» Selection
= = = = =

Thus, I never - and will never - block anyone.  In fact, I'm a bit disappointed that the option even exists.


----------



## FrogReaver

The main comments in this thread have so far centered around not wanting to use the current ignore feature, and surprisingly for vastly different reasons.  I know it's too early to call that a consensus but I find that being the direction this appears to be heading very interesting.  So exploring that paradigm a bit: if the ignore feature is either a last or no resort to these users - then what actually happens when such posters encounter rude behavior on this forum?  I think there are a few possibilities:

1.  Someone is rude so they are rude back.  This can take many forms.  But one I've seen many times is the perception that the other poster is derailing a fairly new thread.  In that instance the rudeness back manifests with please go somewhere else (at the nicest) to get the heck out of here (at the most rude).  What happens almost everytime in this kind of situation is being rude back gets the mods called on you and best case is both of you get in trouble and worst case is being rude back just got you in trouble.

= = = = =

» Data entries

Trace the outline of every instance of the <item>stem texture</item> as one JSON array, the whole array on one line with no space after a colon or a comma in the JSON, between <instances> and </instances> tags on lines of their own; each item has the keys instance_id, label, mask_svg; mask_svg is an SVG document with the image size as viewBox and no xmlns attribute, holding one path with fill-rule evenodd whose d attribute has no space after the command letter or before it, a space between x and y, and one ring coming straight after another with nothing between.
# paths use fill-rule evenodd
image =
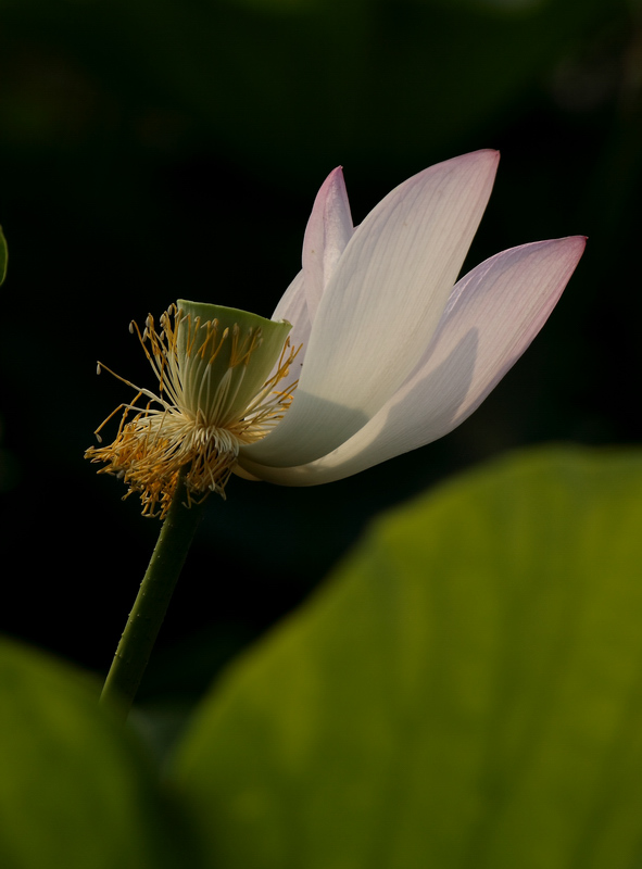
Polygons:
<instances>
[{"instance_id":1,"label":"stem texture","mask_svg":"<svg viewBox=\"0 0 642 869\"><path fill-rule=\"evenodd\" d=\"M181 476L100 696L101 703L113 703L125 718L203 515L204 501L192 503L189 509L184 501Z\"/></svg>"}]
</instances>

= = = = =

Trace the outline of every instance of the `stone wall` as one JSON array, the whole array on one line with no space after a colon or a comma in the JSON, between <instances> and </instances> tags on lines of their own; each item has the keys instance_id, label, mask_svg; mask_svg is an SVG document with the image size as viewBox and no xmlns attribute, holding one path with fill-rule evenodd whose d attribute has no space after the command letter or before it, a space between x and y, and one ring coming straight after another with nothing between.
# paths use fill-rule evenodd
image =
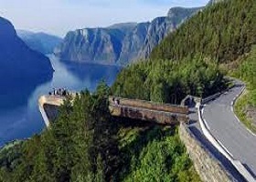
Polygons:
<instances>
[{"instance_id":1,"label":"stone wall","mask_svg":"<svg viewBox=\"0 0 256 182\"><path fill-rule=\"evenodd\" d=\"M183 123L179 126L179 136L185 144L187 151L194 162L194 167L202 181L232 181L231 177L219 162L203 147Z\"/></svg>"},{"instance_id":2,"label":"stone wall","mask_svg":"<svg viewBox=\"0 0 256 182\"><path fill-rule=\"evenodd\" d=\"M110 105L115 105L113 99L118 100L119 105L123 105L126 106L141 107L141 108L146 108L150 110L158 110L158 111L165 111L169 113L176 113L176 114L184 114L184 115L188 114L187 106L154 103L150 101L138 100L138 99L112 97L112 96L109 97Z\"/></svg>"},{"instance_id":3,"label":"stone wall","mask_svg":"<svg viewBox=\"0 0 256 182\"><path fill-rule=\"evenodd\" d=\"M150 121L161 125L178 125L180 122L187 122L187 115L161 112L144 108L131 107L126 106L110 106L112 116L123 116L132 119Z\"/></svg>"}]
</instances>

= = = = =

» Exercises
**a)** Render this sentence from the forum thread on the ignore feature into Spanish: "In fact, I'm a bit disappointed that the option even exists."
**b)** Carry the forum thread on the ignore feature forward from its last sentence.
The listing was drawn from a separate source.

» Results by task
**a)** De hecho, me decepciona un poco que la opción siquiera exista.

**b)**
2.  Okay so why not just report the post when someone is rude and leave it be till the mods respond.  Because the mods don't just respond to anything rude.  They respond when it's sufficiently rude which typically requires a few iterations of escalation.  So unless the post you reported was egregiously rude then no luck here.

3.  So do nothing about what anyone does that's rude to you.  That definitely makes the forum "appear" to be running smoother and makes the mods lives easier but I doubt that's the way any of us would want the forum to be ran.

IMO.  None of these are good outcomes.


----------



## SkidAce

Lanefan said:


> Thus, I never - and will never - block anyone.  In fact, I'm a bit disappointed that the option even exists.



Truth.


----------



## prabe

SkidAce said:


> Truth.




Seconded. I don't think there's anyone here I can't learn from--even if what I learn is why I think the way I do.


----------



## The Crimson Binome

If someone is being obviously disingenuous, or their opinions are so heinously offensive that a reasonable person would not be able to let it stand unchallenged, I'll just block the person. Because calling someone out for their stupidity is considered a worse infraction than posting that stupidity in the first place. (Which is a bad policy, and not remotely fair, but this isn't a democracy and I don't pay the bills.)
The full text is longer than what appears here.